◆ **Do this**: Print the line containing "the woman in" and each line after it through the end, please, with nothing added.

◆ **Listed entries**:

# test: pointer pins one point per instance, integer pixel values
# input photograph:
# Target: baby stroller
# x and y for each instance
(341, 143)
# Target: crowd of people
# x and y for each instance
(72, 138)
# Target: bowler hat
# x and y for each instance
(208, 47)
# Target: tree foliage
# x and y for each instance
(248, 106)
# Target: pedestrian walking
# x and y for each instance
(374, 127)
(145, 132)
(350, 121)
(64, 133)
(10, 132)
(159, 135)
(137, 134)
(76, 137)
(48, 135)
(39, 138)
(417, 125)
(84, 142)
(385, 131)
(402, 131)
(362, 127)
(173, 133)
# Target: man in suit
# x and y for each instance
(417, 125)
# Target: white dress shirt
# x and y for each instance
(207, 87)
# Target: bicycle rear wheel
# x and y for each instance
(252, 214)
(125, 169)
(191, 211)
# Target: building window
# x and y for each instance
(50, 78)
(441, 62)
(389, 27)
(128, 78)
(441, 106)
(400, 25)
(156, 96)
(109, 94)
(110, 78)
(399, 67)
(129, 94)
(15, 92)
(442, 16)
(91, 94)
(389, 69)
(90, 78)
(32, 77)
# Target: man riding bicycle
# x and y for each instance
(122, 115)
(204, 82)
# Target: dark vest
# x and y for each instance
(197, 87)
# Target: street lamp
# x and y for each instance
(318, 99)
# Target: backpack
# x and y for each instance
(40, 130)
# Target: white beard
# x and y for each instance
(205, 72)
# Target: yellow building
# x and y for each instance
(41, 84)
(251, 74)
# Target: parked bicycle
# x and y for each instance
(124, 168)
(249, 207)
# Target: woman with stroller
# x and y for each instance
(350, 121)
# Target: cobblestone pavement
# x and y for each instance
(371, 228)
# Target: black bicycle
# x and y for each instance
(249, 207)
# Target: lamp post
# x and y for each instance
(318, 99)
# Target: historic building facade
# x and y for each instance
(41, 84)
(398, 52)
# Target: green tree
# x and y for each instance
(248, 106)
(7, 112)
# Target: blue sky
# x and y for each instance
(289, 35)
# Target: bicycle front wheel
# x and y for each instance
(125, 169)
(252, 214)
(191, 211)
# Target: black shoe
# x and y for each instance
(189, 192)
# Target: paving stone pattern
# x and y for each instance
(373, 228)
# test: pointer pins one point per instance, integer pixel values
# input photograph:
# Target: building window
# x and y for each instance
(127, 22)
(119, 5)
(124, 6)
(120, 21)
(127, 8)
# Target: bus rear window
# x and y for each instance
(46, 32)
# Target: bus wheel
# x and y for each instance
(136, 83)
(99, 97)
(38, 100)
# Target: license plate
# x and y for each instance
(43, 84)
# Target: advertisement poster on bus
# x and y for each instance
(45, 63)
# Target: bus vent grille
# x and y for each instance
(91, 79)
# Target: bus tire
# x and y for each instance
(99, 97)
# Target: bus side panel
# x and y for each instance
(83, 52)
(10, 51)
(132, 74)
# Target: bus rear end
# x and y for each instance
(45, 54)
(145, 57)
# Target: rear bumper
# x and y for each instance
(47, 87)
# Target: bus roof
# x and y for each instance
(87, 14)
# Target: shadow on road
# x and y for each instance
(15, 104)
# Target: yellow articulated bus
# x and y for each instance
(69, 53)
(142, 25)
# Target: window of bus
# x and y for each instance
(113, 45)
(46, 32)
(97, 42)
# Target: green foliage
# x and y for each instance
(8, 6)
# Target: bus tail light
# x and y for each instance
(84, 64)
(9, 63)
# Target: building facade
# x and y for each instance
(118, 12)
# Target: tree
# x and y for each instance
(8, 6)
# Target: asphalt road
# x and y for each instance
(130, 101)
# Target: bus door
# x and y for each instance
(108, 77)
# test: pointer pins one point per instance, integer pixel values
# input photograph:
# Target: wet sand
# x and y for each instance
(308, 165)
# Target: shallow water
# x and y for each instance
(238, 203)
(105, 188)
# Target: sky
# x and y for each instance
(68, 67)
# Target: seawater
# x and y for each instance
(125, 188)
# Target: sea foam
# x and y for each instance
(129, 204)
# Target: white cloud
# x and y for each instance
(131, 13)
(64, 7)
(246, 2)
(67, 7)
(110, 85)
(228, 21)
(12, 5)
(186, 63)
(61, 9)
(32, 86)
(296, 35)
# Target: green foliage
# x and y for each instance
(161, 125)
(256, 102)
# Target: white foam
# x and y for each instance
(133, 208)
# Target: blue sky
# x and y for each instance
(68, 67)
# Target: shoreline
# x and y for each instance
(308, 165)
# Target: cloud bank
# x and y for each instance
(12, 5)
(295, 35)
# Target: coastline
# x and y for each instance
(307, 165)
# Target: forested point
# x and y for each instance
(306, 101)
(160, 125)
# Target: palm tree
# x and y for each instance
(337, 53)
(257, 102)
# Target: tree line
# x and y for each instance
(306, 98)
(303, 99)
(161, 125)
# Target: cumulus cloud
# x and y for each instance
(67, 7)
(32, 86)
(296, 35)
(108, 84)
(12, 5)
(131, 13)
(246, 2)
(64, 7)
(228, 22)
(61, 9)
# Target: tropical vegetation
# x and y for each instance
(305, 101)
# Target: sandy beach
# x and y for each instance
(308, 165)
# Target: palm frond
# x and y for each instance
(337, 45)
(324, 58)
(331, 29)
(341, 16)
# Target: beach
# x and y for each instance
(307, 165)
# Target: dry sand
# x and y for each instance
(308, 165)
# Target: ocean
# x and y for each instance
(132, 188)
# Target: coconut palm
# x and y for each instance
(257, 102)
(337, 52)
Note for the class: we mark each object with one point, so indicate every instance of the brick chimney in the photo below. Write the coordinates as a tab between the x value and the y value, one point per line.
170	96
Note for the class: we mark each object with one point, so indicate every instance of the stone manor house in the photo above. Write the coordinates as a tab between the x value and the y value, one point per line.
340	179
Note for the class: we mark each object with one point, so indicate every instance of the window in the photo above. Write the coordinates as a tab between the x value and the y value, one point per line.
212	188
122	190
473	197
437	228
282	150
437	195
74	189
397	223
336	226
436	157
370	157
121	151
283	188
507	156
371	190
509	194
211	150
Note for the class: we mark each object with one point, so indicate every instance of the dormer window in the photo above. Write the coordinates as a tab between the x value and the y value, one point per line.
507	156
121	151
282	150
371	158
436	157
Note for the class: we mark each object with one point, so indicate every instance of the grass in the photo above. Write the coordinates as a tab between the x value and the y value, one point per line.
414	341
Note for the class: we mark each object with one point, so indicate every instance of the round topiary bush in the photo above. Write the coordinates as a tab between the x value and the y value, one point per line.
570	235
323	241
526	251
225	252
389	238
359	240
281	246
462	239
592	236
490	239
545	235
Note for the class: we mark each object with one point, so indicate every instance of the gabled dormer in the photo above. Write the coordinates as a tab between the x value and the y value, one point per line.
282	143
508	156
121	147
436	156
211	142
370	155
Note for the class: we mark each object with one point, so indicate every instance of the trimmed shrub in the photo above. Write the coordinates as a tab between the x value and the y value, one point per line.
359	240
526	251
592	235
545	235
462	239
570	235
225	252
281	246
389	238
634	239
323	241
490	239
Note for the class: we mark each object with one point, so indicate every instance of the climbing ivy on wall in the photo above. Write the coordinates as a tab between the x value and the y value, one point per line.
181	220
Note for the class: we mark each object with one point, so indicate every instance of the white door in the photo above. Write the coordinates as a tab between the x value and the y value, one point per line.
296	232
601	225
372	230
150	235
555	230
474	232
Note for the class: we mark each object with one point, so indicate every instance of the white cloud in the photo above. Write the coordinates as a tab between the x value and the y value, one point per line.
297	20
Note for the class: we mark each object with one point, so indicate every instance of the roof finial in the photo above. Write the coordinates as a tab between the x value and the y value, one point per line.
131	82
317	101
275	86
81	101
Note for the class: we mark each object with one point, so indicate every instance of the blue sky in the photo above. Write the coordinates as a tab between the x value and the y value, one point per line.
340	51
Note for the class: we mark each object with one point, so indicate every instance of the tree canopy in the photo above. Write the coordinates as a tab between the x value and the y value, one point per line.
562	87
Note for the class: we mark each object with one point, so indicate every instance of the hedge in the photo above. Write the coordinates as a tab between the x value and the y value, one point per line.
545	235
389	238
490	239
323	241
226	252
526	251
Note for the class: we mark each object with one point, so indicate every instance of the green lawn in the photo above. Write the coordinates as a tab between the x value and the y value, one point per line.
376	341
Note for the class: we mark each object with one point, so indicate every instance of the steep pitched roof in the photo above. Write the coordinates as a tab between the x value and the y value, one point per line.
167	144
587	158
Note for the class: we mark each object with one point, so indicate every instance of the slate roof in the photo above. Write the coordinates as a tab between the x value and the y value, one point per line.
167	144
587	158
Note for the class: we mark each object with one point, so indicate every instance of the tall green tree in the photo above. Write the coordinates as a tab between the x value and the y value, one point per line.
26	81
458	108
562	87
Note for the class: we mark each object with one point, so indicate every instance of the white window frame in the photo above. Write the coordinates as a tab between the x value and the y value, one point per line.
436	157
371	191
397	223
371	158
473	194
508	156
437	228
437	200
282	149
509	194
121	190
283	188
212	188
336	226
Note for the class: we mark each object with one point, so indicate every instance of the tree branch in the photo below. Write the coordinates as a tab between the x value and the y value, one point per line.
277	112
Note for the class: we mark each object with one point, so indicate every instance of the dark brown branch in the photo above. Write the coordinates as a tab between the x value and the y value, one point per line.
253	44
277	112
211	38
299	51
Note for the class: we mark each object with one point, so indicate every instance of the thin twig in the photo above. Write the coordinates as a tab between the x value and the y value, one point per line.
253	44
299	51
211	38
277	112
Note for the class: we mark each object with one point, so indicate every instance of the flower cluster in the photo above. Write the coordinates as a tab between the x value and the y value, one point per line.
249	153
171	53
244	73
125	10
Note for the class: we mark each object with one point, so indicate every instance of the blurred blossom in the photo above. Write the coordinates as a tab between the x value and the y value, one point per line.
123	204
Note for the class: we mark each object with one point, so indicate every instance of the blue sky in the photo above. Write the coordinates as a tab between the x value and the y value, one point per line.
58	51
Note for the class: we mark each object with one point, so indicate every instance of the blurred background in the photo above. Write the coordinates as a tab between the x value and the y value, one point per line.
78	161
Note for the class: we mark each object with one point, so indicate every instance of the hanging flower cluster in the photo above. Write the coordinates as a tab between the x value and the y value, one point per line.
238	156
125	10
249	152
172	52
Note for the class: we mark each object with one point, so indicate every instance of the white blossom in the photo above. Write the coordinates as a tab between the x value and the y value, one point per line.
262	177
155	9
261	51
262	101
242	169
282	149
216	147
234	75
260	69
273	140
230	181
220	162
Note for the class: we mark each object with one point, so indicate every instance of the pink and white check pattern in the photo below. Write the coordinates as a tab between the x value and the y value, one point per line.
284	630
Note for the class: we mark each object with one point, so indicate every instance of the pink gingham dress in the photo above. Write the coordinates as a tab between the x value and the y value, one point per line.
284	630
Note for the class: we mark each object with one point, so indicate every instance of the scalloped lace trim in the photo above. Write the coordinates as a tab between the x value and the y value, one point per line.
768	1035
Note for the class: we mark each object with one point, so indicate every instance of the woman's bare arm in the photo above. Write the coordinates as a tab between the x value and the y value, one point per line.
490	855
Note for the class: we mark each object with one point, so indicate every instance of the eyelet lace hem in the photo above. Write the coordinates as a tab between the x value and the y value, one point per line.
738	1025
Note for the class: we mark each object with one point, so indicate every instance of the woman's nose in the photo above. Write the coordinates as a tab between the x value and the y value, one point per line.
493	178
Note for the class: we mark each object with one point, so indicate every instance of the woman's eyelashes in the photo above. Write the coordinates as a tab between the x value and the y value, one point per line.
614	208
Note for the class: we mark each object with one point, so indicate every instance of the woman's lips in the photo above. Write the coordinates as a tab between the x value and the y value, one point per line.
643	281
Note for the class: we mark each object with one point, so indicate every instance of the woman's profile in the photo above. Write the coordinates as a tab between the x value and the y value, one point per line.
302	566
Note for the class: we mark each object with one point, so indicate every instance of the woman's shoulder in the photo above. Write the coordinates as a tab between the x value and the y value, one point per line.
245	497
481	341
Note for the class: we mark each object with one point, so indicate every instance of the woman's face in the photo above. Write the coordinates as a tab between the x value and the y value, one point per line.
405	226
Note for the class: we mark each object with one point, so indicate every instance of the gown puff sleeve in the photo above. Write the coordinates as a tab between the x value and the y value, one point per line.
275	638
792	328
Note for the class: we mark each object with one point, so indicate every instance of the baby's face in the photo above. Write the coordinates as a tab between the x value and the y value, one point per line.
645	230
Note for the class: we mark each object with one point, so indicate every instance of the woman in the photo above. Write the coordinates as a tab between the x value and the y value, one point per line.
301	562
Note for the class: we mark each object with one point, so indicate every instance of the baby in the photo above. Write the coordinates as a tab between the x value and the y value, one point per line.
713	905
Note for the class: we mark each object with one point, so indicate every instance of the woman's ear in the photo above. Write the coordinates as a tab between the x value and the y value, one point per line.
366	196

◆ **Finished answer**:
Note for the class: we mark each object with one point, so indicate every instance of the woman in the photo above. Write the coordinates as a tab between the x value and the y value, one point per line.
301	562
Note for the class: we mark each object with one point, so indicate every instance of the baby in the photo above. Write the coordinates as a tab between the x value and the y value, one point per line.
713	905
Note for the class: we mark each object with one point, so indicate every instance of the woman's ear in the photo above. Write the coordinates as a tab between the x value and the y value, one point per line.
366	196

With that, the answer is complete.